In final, the typical pathway towards riches for most high school adolescents, as mandated by the American media, has largely been based in the “American Dream,” embellishing the idea that you should open your own Microsoft, become another Bill Gates and go on to earn the title of being another millionaire. In all economic realism, if you really want to earn a million dollars over the course of a lifetime, then your pathway should begin and end with the type of major you decide to pursuit, thus it could be concluded that education truly is ones best investment.
• • • • • • •
▸ Assigned task: According to the passage on the American Dream, where should the path to earning a million dollars over a lifetime begin and end? The material that comes next is separate from the passage on the American Dream.

▸ Raw data:
• • • • • • •
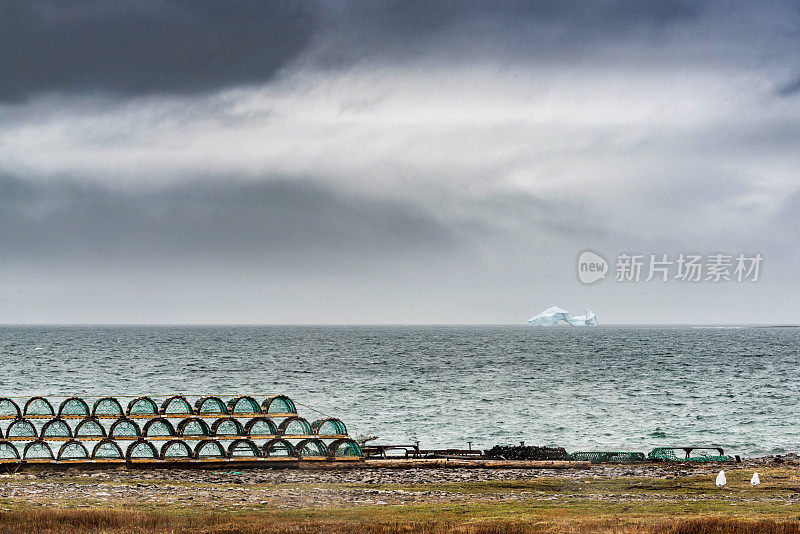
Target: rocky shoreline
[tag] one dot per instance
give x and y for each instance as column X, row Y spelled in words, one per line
column 257, row 489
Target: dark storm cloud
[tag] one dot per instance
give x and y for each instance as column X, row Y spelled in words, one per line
column 181, row 46
column 396, row 30
column 282, row 222
column 146, row 46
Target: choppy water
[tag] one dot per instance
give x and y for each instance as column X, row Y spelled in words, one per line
column 607, row 388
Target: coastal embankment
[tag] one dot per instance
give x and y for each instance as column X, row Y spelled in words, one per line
column 599, row 498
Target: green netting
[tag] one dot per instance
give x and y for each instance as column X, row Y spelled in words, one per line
column 141, row 449
column 277, row 447
column 56, row 428
column 73, row 450
column 38, row 449
column 107, row 449
column 8, row 450
column 176, row 449
column 260, row 426
column 158, row 427
column 278, row 404
column 107, row 406
column 227, row 426
column 294, row 426
column 176, row 405
column 678, row 454
column 311, row 447
column 210, row 405
column 124, row 428
column 90, row 428
column 38, row 406
column 329, row 427
column 608, row 457
column 9, row 407
column 193, row 426
column 240, row 448
column 142, row 406
column 244, row 405
column 20, row 428
column 345, row 447
column 74, row 406
column 210, row 448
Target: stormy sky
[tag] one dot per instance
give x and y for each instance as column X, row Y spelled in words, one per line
column 393, row 162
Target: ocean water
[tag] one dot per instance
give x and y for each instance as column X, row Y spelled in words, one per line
column 604, row 388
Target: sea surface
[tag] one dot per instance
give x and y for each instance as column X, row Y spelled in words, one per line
column 603, row 388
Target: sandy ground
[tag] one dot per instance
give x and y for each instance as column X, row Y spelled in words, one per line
column 291, row 488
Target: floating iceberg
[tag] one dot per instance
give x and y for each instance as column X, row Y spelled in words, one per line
column 554, row 315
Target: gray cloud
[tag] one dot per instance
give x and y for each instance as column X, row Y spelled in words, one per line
column 148, row 46
column 284, row 223
column 790, row 89
column 179, row 46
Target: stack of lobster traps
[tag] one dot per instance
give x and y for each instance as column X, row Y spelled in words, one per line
column 177, row 429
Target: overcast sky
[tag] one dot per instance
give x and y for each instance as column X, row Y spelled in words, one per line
column 393, row 162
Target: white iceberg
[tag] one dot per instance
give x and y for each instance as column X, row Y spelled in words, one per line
column 554, row 315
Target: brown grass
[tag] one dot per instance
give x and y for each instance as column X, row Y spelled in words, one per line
column 58, row 521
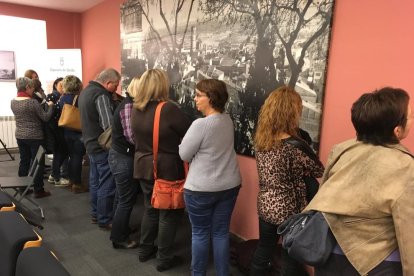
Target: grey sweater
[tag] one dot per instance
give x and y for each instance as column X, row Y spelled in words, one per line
column 209, row 147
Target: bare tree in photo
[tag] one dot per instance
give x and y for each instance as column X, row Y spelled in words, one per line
column 173, row 41
column 292, row 23
column 256, row 18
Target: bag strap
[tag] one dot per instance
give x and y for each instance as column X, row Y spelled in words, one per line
column 156, row 136
column 74, row 100
column 303, row 146
column 155, row 139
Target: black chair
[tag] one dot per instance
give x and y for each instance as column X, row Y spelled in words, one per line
column 21, row 185
column 15, row 235
column 6, row 204
column 39, row 261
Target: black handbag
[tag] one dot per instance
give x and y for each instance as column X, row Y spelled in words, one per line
column 307, row 238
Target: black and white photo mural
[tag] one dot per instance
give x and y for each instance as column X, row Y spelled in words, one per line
column 253, row 46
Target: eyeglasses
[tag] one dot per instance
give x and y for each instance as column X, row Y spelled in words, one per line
column 199, row 95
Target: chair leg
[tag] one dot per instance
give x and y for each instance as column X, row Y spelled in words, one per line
column 37, row 206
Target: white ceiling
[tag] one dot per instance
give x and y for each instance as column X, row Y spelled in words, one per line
column 62, row 5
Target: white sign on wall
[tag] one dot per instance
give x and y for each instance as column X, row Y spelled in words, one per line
column 60, row 63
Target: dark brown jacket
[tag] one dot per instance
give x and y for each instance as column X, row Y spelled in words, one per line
column 173, row 126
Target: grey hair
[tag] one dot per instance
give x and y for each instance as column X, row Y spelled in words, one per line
column 72, row 84
column 109, row 74
column 22, row 83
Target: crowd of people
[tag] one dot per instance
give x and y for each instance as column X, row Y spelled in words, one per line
column 365, row 192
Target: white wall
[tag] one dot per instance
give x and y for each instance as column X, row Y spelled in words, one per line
column 27, row 38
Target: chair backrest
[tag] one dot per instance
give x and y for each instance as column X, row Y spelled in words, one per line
column 39, row 261
column 15, row 232
column 6, row 204
column 40, row 155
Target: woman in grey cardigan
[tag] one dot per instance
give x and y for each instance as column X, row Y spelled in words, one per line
column 213, row 181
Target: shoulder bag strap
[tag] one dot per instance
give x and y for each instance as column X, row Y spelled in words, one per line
column 303, row 146
column 74, row 100
column 155, row 136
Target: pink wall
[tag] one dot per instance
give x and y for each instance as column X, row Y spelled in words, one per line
column 371, row 47
column 101, row 45
column 63, row 28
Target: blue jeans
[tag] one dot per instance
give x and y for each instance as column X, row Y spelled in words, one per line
column 210, row 215
column 76, row 151
column 60, row 153
column 101, row 188
column 157, row 224
column 122, row 168
column 28, row 150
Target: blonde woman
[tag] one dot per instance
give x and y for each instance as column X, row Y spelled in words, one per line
column 281, row 167
column 72, row 86
column 153, row 88
column 121, row 162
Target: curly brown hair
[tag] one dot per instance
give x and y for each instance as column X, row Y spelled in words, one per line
column 279, row 114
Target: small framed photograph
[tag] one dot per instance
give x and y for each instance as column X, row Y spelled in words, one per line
column 7, row 66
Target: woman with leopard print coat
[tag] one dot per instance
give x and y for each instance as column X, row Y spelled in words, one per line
column 281, row 167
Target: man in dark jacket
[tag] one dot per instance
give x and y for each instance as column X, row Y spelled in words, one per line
column 96, row 108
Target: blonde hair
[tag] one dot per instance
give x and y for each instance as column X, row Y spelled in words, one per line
column 152, row 86
column 279, row 114
column 133, row 87
column 72, row 84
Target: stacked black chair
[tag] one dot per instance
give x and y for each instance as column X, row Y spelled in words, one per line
column 6, row 204
column 39, row 261
column 21, row 185
column 15, row 235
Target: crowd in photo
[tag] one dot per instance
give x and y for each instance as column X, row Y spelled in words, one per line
column 144, row 143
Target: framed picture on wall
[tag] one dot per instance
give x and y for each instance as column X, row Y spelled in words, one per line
column 253, row 46
column 7, row 66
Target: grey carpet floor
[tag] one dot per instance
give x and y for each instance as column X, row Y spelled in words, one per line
column 83, row 249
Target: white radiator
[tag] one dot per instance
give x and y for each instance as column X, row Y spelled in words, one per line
column 7, row 130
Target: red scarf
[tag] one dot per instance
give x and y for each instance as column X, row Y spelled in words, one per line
column 22, row 94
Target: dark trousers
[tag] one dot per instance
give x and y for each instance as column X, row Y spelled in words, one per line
column 338, row 265
column 76, row 151
column 28, row 149
column 268, row 239
column 60, row 153
column 122, row 168
column 157, row 223
column 101, row 188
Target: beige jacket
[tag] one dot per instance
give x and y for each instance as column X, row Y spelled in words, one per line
column 367, row 197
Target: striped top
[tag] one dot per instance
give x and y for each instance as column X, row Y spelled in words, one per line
column 29, row 115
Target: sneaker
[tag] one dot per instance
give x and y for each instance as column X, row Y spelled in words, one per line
column 61, row 182
column 41, row 194
column 77, row 189
column 165, row 265
column 51, row 179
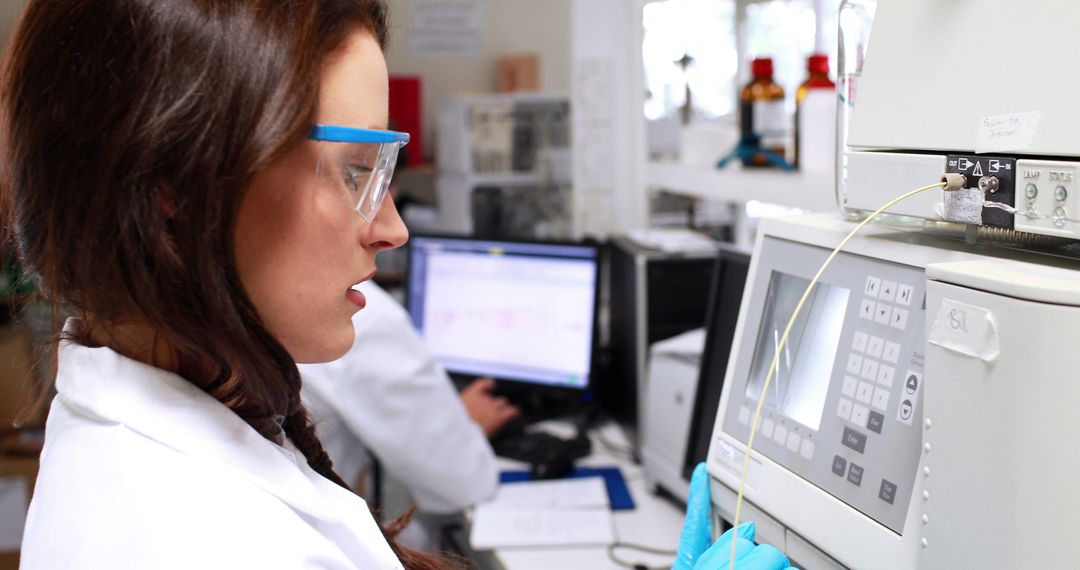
• • • • • • •
▸ Output below: With the type of major a person chooses.